▸ Текст для чтения
Революция вспыхнула в баварской столице на три дня раньше, чем в Берлине. В день первой годовщины революции в России, 7 ноября 1918 года, в центре Мюнхена состоялся массовый митинг, главным лозунгом которого был «Мир любой ценой!».

Требования скорейшего прекращения войны и проведения демократических реформ объединили широкий спектр политических сил от умеренных либералов до крайне левых.

Триумфальное шествие советской власти по улицам города продолжалось всего один день и было возглавлено социалистом Куртом Эйснером, который несколько месяцев до того провел в тюрьме за свою антивоенную деятельность. Ни государственные учреждения, ни офицеры не оказали сколько-нибудь заметного сопротивления врывавшимся в министерства и казармы революционерам. Те ограничивались объявлениями, что власть отныне переходит к Советам рабочих и солдатских депутатов, которые будут избраны в самое ближайшее время.

На следующий день из города бежал последний из Виттельсбахов, которые давно уже являлись предметом постоянных насмешек острых на язык баварцев. Собравшийся на свое первое заседание Революционный рабочий совет, состоявший из нескольких десятков активистов, провозгласил Баварию «свободным государством» с республиканским правлением, а Эйснера — главой революционного правительства. Акт отказа от власти, подписанный Людвигом III, несколько дней спустя, являлся уже простой формальностью [4].

▸ Исходные данные
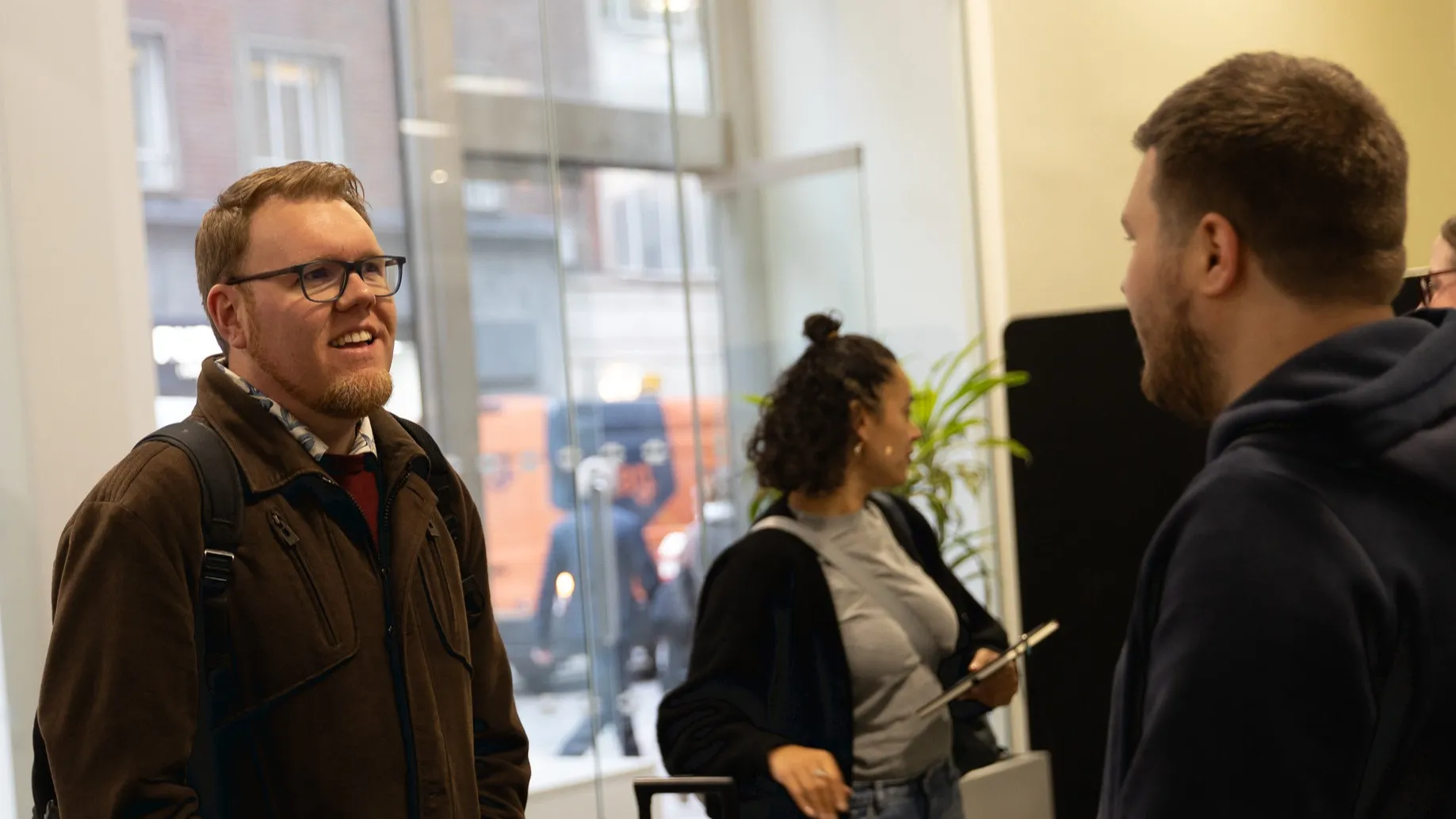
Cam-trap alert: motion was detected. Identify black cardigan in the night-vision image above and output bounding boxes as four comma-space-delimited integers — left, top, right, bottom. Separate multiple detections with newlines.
656, 497, 1006, 819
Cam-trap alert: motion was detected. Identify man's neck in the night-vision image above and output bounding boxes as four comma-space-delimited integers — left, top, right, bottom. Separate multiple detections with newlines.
1221, 304, 1395, 407
227, 357, 360, 454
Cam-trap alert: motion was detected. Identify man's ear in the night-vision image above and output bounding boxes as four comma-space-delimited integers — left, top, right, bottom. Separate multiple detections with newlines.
1190, 212, 1244, 297
205, 284, 249, 350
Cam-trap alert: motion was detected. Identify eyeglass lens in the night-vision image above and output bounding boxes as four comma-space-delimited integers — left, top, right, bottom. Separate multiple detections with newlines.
300, 257, 405, 301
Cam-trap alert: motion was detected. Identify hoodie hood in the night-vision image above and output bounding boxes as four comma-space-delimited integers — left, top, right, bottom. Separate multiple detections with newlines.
1209, 311, 1456, 494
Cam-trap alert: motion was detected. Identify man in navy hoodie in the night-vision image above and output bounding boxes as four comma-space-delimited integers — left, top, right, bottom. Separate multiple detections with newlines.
1101, 54, 1456, 819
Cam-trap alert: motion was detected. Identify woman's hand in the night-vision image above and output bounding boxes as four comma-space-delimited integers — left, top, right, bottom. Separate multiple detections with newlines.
769, 744, 852, 819
962, 649, 1021, 708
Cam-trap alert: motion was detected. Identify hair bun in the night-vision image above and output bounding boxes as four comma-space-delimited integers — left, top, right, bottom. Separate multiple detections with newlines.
804, 307, 843, 344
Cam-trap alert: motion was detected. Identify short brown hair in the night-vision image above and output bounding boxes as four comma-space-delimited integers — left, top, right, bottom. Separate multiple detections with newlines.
193, 162, 370, 303
1133, 52, 1408, 303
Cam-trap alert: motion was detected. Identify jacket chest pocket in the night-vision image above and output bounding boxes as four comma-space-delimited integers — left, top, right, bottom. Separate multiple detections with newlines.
419, 520, 470, 669
227, 506, 367, 713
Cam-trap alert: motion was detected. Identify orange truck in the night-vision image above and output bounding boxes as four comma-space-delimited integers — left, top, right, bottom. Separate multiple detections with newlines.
478, 395, 727, 682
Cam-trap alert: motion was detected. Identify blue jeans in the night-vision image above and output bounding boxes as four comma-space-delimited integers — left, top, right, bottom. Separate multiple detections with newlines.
849, 762, 965, 819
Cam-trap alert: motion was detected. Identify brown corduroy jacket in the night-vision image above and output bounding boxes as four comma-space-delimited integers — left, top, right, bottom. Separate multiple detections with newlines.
40, 362, 530, 819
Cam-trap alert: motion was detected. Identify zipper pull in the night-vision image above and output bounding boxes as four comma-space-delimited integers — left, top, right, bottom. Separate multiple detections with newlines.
268, 511, 299, 546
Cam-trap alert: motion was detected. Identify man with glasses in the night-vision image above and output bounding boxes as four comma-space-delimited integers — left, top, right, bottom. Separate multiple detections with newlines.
1405, 216, 1456, 311
38, 162, 530, 819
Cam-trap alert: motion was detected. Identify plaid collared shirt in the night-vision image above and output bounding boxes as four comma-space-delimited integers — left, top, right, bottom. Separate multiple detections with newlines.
217, 360, 379, 461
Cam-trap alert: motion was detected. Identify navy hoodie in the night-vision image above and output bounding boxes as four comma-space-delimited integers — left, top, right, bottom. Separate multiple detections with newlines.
1101, 311, 1456, 819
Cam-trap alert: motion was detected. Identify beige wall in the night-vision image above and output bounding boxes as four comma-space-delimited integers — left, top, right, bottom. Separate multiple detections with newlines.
973, 0, 1456, 318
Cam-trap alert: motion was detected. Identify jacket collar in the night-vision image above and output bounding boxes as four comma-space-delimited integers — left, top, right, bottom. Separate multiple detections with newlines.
193, 355, 430, 494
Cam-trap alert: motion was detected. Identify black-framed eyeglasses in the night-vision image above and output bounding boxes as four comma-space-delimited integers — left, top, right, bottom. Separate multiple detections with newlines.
224, 257, 405, 303
1407, 266, 1456, 308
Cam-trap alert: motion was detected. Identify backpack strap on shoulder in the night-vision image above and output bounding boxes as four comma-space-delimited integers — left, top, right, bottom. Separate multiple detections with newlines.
869, 491, 919, 553
395, 415, 485, 628
139, 419, 243, 819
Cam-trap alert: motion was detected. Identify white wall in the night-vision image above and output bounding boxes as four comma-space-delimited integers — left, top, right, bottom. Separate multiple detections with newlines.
751, 0, 978, 370
0, 0, 156, 817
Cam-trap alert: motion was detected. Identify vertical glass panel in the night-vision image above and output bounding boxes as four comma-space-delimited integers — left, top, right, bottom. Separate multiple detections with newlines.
129, 0, 421, 426
453, 0, 712, 113
719, 167, 873, 371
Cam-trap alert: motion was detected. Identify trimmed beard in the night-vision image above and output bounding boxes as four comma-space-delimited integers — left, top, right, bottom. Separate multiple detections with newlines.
245, 305, 395, 421
1141, 254, 1223, 423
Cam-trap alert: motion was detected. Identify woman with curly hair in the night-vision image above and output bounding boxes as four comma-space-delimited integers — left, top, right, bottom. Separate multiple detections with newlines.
658, 315, 1018, 819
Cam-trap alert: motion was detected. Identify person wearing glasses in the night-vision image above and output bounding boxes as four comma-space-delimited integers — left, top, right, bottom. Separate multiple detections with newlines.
1411, 216, 1456, 311
36, 162, 530, 819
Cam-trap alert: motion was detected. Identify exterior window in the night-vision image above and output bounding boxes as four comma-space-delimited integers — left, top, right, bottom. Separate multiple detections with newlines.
249, 51, 344, 167
603, 0, 697, 40
598, 169, 712, 278
131, 33, 178, 193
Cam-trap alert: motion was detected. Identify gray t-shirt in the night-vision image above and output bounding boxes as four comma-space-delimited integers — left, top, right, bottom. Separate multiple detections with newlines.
795, 504, 960, 783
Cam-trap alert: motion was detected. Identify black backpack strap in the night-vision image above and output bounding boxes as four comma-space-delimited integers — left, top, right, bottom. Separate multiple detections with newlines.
395, 415, 485, 628
31, 419, 243, 819
869, 492, 919, 553
141, 419, 243, 819
31, 714, 59, 819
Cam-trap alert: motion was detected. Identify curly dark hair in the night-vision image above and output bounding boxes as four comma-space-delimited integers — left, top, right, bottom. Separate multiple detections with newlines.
748, 313, 896, 496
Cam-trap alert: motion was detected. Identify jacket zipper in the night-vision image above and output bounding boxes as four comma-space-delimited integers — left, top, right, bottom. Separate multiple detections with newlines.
268, 511, 339, 645
323, 469, 419, 819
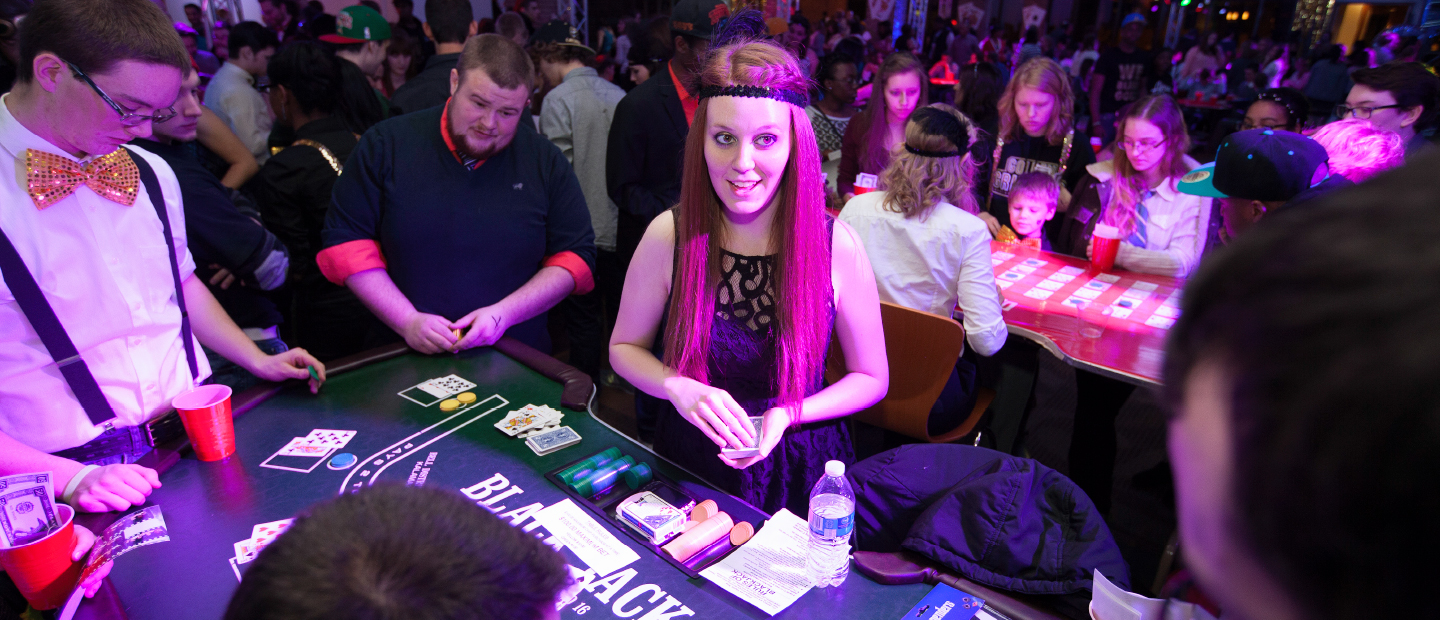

▸ Условие задачи
Замените «революционерам» на «повстанцам» в тексте о революции в Баварии и приведите фрагмент заново: начните со слов «Требования скорейшего прекращения», закончите после слов «самое ближайшее время.».

▸ Ответ к задаче
Требования скорейшего прекращения войны и проведения демократических реформ объединили широкий спектр политических сил от умеренных либералов до крайне левых.

Триумфальное шествие советской власти по улицам города продолжалось всего один день и было возглавлено социалистом Куртом Эйснером, который несколько месяцев до того провел в тюрьме за свою антивоенную деятельность. Ни государственные учреждения, ни офицеры не оказали сколько-нибудь заметного сопротивления врывавшимся в министерства и казармы повстанцам. Те ограничивались объявлениями, что власть отныне переходит к Советам рабочих и солдатских депутатов, которые будут избраны в самое ближайшее время.